Exercise aim -
Rewrite the part of the records that opens with the line containing "Where can the bird body" and closes with the line containing "<point>135,35</point>", renaming every "photo" to "image" and leaving all else unchanged. Leave the pictures out of your answer.

Source material -
## Begin

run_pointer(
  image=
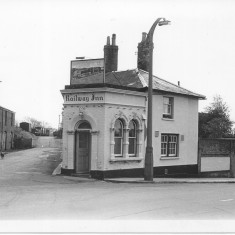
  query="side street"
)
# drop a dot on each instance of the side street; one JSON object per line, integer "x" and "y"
{"x": 28, "y": 191}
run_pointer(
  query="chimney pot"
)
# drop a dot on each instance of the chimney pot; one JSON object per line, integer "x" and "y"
{"x": 144, "y": 36}
{"x": 114, "y": 39}
{"x": 108, "y": 40}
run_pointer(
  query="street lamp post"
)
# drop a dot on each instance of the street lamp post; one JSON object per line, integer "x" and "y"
{"x": 148, "y": 170}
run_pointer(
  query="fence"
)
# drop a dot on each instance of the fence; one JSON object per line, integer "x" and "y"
{"x": 216, "y": 157}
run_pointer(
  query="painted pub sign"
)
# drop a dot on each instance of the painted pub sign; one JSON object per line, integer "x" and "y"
{"x": 84, "y": 70}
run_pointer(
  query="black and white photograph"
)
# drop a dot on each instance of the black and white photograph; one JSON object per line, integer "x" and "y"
{"x": 117, "y": 116}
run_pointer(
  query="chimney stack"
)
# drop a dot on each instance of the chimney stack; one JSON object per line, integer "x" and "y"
{"x": 111, "y": 55}
{"x": 143, "y": 53}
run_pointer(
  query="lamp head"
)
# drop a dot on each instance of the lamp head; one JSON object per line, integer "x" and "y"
{"x": 164, "y": 22}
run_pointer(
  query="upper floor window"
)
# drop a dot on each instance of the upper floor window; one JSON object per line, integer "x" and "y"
{"x": 5, "y": 118}
{"x": 132, "y": 139}
{"x": 118, "y": 138}
{"x": 12, "y": 119}
{"x": 169, "y": 145}
{"x": 168, "y": 105}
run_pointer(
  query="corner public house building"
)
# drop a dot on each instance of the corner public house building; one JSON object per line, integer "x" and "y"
{"x": 104, "y": 122}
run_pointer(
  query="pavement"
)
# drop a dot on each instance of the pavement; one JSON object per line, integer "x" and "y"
{"x": 155, "y": 180}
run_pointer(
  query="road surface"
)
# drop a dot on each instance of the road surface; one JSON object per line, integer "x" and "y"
{"x": 28, "y": 191}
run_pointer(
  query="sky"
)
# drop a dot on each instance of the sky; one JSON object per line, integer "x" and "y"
{"x": 39, "y": 38}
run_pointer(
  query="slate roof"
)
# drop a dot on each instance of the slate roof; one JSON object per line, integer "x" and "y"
{"x": 136, "y": 78}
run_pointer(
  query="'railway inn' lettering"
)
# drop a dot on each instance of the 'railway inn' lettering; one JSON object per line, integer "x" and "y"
{"x": 78, "y": 98}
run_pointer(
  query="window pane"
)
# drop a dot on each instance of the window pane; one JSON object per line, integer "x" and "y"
{"x": 118, "y": 129}
{"x": 132, "y": 129}
{"x": 118, "y": 146}
{"x": 132, "y": 145}
{"x": 84, "y": 125}
{"x": 83, "y": 140}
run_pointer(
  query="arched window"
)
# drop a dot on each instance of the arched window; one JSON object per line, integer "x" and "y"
{"x": 118, "y": 138}
{"x": 132, "y": 138}
{"x": 84, "y": 125}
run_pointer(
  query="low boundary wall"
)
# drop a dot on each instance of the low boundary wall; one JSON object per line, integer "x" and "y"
{"x": 216, "y": 157}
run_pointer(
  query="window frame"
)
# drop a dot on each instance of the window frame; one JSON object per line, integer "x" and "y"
{"x": 5, "y": 118}
{"x": 166, "y": 106}
{"x": 135, "y": 139}
{"x": 119, "y": 155}
{"x": 168, "y": 143}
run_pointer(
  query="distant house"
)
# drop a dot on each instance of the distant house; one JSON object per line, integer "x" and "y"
{"x": 26, "y": 126}
{"x": 7, "y": 123}
{"x": 104, "y": 124}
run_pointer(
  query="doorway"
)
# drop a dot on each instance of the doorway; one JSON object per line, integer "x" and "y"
{"x": 83, "y": 148}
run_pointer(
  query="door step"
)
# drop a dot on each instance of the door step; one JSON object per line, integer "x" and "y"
{"x": 83, "y": 175}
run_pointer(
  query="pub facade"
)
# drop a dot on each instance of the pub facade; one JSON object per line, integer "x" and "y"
{"x": 105, "y": 121}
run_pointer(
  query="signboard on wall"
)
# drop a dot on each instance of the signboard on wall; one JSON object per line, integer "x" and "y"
{"x": 90, "y": 71}
{"x": 83, "y": 98}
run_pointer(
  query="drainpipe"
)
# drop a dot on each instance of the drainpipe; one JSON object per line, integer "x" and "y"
{"x": 2, "y": 130}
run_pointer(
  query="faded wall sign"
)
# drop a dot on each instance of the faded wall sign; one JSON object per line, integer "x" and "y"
{"x": 87, "y": 69}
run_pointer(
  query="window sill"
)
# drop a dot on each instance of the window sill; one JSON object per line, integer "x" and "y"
{"x": 131, "y": 159}
{"x": 168, "y": 119}
{"x": 168, "y": 158}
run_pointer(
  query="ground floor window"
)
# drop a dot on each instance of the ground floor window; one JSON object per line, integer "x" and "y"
{"x": 118, "y": 138}
{"x": 126, "y": 139}
{"x": 132, "y": 139}
{"x": 169, "y": 145}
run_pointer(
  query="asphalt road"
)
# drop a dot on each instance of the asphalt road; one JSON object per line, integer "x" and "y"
{"x": 28, "y": 191}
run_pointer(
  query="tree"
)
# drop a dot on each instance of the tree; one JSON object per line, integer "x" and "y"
{"x": 215, "y": 121}
{"x": 34, "y": 122}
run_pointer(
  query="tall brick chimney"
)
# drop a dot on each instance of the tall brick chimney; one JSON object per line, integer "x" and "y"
{"x": 143, "y": 53}
{"x": 111, "y": 55}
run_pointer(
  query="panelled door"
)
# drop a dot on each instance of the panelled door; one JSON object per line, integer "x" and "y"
{"x": 82, "y": 151}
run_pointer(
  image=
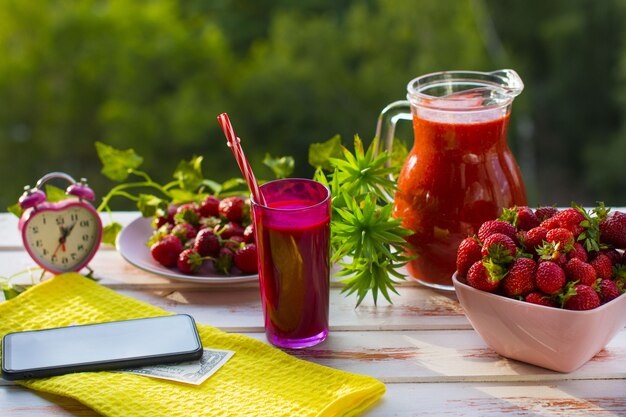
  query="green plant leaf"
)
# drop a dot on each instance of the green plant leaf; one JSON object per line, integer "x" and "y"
{"x": 234, "y": 186}
{"x": 117, "y": 163}
{"x": 148, "y": 204}
{"x": 189, "y": 174}
{"x": 321, "y": 153}
{"x": 182, "y": 196}
{"x": 110, "y": 232}
{"x": 281, "y": 167}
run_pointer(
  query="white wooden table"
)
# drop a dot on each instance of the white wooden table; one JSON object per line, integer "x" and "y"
{"x": 422, "y": 347}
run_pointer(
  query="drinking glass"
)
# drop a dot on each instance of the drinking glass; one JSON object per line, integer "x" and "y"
{"x": 293, "y": 246}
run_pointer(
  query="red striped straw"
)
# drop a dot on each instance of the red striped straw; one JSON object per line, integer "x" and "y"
{"x": 234, "y": 143}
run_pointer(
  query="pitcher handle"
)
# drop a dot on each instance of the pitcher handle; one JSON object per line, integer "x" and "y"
{"x": 386, "y": 127}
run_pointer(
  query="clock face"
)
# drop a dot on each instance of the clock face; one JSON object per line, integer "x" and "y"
{"x": 64, "y": 238}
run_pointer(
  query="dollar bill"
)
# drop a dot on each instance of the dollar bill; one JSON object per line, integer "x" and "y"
{"x": 193, "y": 372}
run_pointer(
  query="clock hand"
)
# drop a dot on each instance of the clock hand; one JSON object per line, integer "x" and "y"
{"x": 69, "y": 229}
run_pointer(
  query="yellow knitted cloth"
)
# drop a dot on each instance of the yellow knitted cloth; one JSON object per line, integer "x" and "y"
{"x": 257, "y": 381}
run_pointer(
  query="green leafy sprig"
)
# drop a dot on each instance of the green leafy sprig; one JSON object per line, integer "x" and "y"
{"x": 367, "y": 241}
{"x": 188, "y": 184}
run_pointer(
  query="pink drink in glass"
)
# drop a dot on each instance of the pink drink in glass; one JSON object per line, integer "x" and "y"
{"x": 293, "y": 243}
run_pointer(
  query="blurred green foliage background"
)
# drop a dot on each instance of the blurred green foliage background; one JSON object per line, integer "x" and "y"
{"x": 153, "y": 76}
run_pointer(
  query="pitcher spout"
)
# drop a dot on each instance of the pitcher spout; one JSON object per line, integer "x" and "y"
{"x": 510, "y": 81}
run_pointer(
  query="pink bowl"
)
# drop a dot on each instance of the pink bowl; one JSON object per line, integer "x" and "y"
{"x": 556, "y": 339}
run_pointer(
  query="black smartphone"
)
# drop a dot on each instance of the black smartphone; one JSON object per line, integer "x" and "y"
{"x": 101, "y": 346}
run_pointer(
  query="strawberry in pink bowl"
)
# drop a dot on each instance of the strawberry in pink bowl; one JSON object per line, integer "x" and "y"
{"x": 555, "y": 300}
{"x": 554, "y": 338}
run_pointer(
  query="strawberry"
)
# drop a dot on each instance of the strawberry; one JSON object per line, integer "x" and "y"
{"x": 563, "y": 238}
{"x": 607, "y": 290}
{"x": 520, "y": 280}
{"x": 467, "y": 254}
{"x": 234, "y": 209}
{"x": 578, "y": 251}
{"x": 248, "y": 233}
{"x": 499, "y": 247}
{"x": 224, "y": 261}
{"x": 571, "y": 220}
{"x": 619, "y": 271}
{"x": 495, "y": 226}
{"x": 534, "y": 238}
{"x": 550, "y": 277}
{"x": 544, "y": 213}
{"x": 613, "y": 230}
{"x": 210, "y": 207}
{"x": 209, "y": 222}
{"x": 163, "y": 217}
{"x": 603, "y": 266}
{"x": 189, "y": 261}
{"x": 550, "y": 223}
{"x": 229, "y": 230}
{"x": 207, "y": 243}
{"x": 480, "y": 278}
{"x": 246, "y": 259}
{"x": 581, "y": 297}
{"x": 550, "y": 252}
{"x": 537, "y": 297}
{"x": 613, "y": 255}
{"x": 187, "y": 213}
{"x": 166, "y": 250}
{"x": 577, "y": 270}
{"x": 184, "y": 231}
{"x": 234, "y": 243}
{"x": 522, "y": 217}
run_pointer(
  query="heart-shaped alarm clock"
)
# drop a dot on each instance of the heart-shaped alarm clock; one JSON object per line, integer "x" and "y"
{"x": 60, "y": 236}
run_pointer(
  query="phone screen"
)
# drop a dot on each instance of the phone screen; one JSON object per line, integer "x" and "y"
{"x": 128, "y": 340}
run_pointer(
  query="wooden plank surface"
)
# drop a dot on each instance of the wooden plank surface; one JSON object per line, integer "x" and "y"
{"x": 513, "y": 399}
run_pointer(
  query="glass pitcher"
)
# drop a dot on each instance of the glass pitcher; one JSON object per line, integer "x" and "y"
{"x": 460, "y": 171}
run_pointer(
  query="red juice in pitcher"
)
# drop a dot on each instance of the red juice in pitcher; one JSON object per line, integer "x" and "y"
{"x": 459, "y": 174}
{"x": 293, "y": 243}
{"x": 460, "y": 171}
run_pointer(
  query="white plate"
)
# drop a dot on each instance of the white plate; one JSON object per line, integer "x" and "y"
{"x": 131, "y": 243}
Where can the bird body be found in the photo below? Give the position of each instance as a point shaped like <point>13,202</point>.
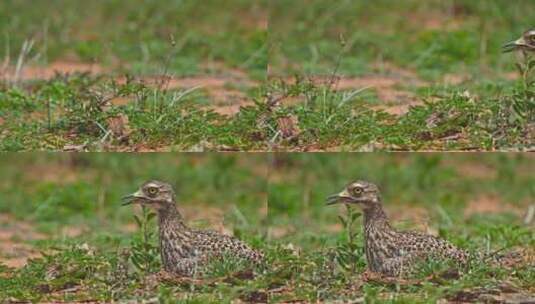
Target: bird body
<point>388,251</point>
<point>185,251</point>
<point>526,43</point>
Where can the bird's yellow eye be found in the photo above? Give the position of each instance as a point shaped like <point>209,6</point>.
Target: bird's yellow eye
<point>357,190</point>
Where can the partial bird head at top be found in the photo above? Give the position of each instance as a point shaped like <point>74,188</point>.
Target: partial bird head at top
<point>525,43</point>
<point>154,194</point>
<point>359,192</point>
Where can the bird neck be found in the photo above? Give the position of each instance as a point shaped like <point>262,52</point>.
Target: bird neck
<point>169,216</point>
<point>375,216</point>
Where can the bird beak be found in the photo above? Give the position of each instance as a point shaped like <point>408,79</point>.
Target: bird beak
<point>343,196</point>
<point>132,198</point>
<point>513,45</point>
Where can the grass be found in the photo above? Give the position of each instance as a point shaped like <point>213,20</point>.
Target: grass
<point>485,105</point>
<point>273,202</point>
<point>320,248</point>
<point>106,259</point>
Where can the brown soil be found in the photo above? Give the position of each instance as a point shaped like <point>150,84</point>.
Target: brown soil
<point>388,83</point>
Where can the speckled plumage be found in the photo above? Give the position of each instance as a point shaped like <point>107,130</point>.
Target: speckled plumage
<point>186,251</point>
<point>388,251</point>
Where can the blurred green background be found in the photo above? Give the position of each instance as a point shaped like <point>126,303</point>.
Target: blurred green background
<point>56,191</point>
<point>430,38</point>
<point>477,197</point>
<point>135,35</point>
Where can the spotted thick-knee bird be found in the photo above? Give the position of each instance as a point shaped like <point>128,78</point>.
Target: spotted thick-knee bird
<point>185,251</point>
<point>388,251</point>
<point>526,43</point>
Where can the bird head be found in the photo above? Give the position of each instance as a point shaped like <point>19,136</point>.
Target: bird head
<point>154,194</point>
<point>359,192</point>
<point>526,43</point>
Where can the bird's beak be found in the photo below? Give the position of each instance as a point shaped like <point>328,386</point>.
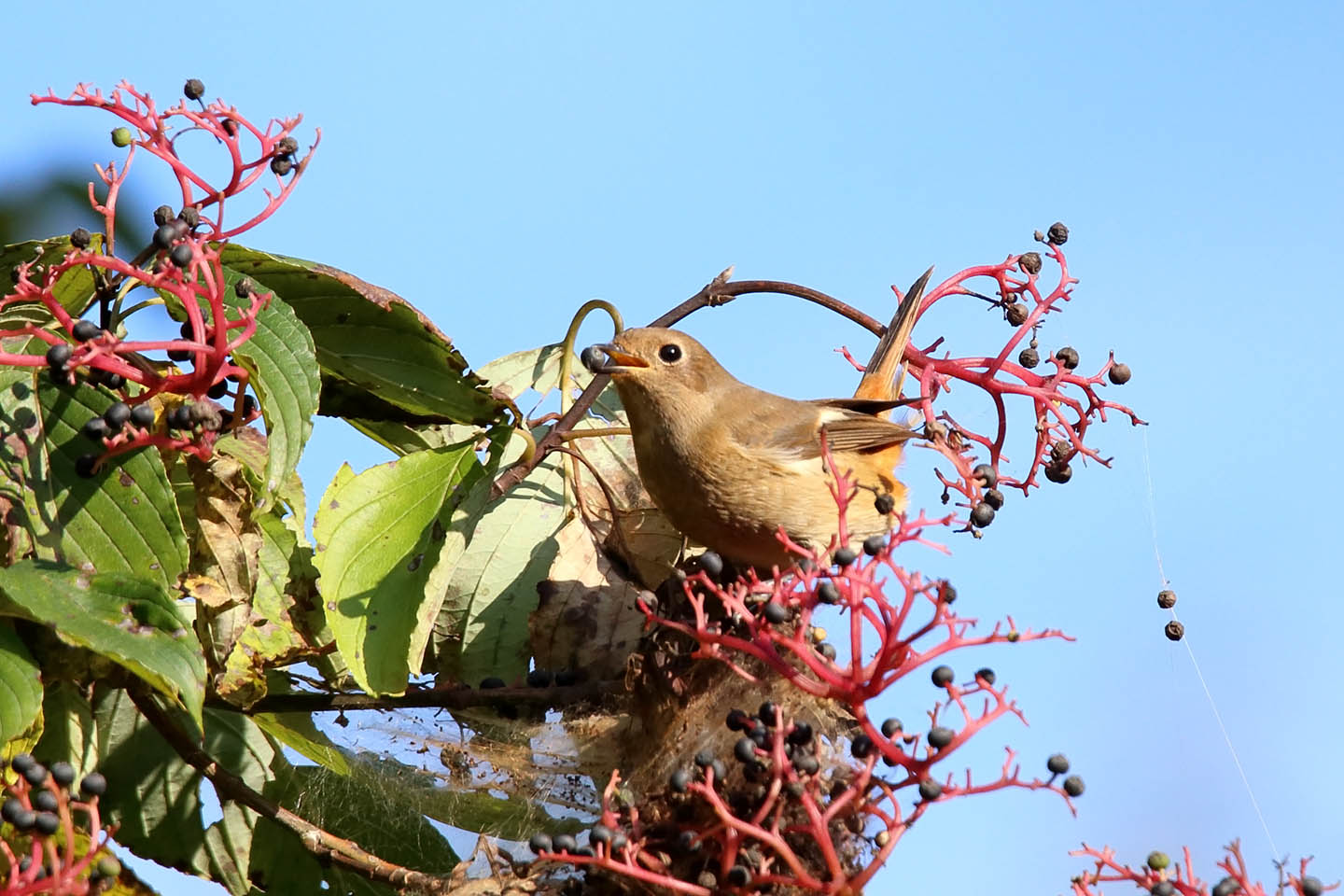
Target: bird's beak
<point>609,359</point>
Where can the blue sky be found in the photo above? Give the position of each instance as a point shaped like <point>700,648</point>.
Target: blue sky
<point>500,164</point>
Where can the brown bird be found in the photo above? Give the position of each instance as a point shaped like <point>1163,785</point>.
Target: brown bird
<point>730,464</point>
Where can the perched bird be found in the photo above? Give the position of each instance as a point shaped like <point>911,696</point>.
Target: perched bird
<point>730,464</point>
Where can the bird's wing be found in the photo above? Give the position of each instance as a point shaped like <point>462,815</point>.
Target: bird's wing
<point>791,430</point>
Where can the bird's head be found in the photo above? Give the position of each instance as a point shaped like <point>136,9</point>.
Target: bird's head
<point>653,359</point>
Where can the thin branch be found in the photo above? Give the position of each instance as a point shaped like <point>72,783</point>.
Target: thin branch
<point>461,699</point>
<point>712,294</point>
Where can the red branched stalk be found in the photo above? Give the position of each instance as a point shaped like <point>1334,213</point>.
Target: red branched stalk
<point>182,271</point>
<point>1182,879</point>
<point>55,868</point>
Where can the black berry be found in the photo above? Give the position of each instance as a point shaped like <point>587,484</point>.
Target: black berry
<point>165,234</point>
<point>143,415</point>
<point>800,735</point>
<point>58,355</point>
<point>84,330</point>
<point>180,254</point>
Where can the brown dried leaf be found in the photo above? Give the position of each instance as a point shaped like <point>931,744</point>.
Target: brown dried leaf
<point>588,615</point>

## End

Answer below -
Where can the bird body be found in the image below? Give the position of each instance as a point shaped like <point>13,202</point>.
Target: bird body
<point>388,251</point>
<point>185,251</point>
<point>526,43</point>
Where can the bird's yellow eye be found in the image above? Give the position of each instance as a point shaped like <point>209,6</point>.
Target: bird's yellow eye
<point>357,190</point>
Where can the partial bird head at top be found in the image above? Give the position of each instance as a point shaped like <point>74,188</point>.
Target: partial bird head at top
<point>525,43</point>
<point>154,194</point>
<point>359,192</point>
Where can the bird neck be found in the image above? Give the position of each instance as a point shaped like <point>262,52</point>.
Target: bird neck
<point>169,216</point>
<point>375,216</point>
Where can the bird beak be found in the image above? Give the position of each instance as a point shaped like <point>408,79</point>.
Target: bird beak
<point>343,196</point>
<point>132,198</point>
<point>513,45</point>
Where can the grass be found in the image above? Give the position of each instance as a point shaped like <point>213,20</point>.
Target: grass
<point>485,105</point>
<point>273,202</point>
<point>320,248</point>
<point>106,259</point>
Where can the brown soil be found in the image above? Give the position of each instance as a point shaped like <point>150,84</point>.
Target: brown soil
<point>388,83</point>
Where can the speckled plumage be found in the image above? Give the position of each instance as a point shaped like <point>107,130</point>.
Target: speckled plumage
<point>186,251</point>
<point>388,251</point>
Where can the blurred green background be found in the image above? Give the position of each instance as a point shaped like <point>126,303</point>.
Target: blurred green background
<point>56,191</point>
<point>430,38</point>
<point>477,197</point>
<point>135,35</point>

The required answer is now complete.